(Task instructions): Render the records starting with the line containing "Return one point per instance of the blue tie" and going on through the line containing "[(366, 243), (478, 266), (392, 429)]" as a two-column CSV with the headers text and answer. Give one row per record, with each value in its own quoted field and any line breaks replaced by spaces.

[Start]

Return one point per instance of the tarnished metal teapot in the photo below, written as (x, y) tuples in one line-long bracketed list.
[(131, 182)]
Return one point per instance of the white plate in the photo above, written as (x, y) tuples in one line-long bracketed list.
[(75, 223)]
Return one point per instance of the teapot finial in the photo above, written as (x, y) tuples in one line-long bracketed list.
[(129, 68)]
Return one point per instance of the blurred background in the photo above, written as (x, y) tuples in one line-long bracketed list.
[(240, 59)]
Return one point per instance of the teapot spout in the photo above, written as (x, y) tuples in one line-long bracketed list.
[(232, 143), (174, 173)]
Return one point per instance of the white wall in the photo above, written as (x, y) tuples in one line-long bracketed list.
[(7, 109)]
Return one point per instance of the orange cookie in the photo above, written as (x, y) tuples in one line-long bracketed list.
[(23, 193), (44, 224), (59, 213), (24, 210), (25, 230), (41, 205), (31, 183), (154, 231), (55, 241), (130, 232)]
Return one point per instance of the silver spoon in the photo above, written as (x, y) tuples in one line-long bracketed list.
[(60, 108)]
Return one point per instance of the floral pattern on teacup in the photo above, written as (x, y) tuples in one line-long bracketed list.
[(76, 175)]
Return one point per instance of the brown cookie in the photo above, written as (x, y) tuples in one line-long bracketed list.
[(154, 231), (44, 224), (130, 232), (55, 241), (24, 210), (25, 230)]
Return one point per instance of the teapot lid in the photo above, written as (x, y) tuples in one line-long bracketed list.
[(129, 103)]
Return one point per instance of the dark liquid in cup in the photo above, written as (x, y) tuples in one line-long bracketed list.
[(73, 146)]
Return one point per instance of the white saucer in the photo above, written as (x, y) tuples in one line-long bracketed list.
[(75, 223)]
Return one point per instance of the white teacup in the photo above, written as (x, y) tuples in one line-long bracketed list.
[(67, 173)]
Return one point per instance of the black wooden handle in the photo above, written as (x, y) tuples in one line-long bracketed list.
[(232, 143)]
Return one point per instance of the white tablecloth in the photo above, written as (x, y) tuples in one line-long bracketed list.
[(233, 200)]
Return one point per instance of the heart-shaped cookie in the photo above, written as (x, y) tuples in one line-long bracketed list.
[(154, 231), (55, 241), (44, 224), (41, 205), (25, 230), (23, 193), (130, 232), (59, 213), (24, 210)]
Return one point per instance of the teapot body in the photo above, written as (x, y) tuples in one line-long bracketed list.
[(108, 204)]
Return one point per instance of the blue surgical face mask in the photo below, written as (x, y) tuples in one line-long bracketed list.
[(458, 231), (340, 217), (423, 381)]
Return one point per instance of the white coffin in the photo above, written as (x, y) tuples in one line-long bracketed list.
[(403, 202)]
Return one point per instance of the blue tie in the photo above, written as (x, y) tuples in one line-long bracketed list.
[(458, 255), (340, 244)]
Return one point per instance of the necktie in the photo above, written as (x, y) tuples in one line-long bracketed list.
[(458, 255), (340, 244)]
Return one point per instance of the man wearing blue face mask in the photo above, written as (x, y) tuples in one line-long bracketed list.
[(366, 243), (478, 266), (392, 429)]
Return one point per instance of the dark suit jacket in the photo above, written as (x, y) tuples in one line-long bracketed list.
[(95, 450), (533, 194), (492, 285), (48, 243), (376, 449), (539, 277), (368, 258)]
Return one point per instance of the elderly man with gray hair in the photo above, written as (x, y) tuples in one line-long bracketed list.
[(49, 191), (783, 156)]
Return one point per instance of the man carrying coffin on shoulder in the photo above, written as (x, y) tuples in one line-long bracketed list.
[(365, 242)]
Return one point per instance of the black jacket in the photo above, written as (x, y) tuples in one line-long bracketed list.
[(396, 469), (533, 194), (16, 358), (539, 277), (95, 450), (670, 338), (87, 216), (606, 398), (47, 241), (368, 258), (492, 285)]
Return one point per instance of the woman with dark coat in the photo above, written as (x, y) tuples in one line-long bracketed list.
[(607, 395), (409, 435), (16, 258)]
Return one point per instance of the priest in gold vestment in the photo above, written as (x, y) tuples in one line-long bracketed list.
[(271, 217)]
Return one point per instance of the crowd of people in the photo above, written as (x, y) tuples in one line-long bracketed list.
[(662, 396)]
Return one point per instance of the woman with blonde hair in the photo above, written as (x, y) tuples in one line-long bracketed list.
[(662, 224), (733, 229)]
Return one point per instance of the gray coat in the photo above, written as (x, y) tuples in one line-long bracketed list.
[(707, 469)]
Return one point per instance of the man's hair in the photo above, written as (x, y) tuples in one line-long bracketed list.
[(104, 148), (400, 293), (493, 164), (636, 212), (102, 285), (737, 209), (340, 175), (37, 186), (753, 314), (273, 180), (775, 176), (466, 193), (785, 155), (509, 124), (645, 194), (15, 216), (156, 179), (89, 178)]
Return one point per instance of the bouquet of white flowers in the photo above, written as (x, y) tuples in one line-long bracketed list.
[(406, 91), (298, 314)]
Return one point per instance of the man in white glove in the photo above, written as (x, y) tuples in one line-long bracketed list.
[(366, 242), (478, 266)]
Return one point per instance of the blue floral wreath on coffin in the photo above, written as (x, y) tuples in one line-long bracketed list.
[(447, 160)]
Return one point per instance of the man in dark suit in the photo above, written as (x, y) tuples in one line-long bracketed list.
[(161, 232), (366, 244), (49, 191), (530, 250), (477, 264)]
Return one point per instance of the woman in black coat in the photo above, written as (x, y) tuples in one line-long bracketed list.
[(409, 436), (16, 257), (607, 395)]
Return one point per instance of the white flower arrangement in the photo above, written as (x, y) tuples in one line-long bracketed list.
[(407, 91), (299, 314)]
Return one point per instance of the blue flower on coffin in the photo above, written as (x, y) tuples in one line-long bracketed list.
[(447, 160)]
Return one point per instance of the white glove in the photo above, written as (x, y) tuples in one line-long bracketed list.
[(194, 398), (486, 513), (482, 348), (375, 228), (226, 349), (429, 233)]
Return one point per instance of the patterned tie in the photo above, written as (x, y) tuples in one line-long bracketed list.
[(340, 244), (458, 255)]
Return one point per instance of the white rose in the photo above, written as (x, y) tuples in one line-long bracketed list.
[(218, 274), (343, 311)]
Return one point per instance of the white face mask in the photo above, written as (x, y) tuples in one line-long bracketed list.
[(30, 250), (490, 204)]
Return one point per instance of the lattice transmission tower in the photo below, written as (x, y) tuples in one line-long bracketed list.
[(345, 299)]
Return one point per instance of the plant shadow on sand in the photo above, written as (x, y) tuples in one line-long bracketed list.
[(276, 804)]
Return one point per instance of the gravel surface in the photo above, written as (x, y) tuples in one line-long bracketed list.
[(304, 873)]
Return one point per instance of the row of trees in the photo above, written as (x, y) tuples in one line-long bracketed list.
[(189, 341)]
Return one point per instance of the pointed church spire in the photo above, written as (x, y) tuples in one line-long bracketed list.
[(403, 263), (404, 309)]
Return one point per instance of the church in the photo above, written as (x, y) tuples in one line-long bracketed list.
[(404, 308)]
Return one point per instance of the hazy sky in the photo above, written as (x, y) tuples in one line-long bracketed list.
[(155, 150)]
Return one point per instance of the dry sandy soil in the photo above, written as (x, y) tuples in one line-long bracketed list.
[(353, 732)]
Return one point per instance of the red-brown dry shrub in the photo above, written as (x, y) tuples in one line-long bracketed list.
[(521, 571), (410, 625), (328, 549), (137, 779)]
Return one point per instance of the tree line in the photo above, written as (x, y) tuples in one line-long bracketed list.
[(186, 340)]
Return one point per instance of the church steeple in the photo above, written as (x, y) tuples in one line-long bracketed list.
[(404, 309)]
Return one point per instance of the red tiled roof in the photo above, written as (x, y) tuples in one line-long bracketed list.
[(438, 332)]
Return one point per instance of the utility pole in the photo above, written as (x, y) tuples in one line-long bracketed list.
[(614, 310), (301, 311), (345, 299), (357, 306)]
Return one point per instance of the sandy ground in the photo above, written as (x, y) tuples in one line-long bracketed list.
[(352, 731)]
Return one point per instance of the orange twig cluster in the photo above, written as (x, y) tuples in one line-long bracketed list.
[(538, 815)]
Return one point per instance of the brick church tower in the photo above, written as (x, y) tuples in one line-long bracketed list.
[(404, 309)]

[End]

(Exercise result):
text,answer
"Return one point per instance of the blue tie in the photo above, written as (x, y) tuples in one line-long bracketed list.","[(458, 255), (340, 244)]"
"Return one point per instance of the necktie in the photo above, written as (x, y) tuples in one line-long bracketed list.","[(458, 255), (340, 244)]"
"Return one point per instance of the man wearing blue face mask in the photo above, written as (x, y) tuples in one line-long bracketed list.","[(366, 243), (478, 266), (392, 429)]"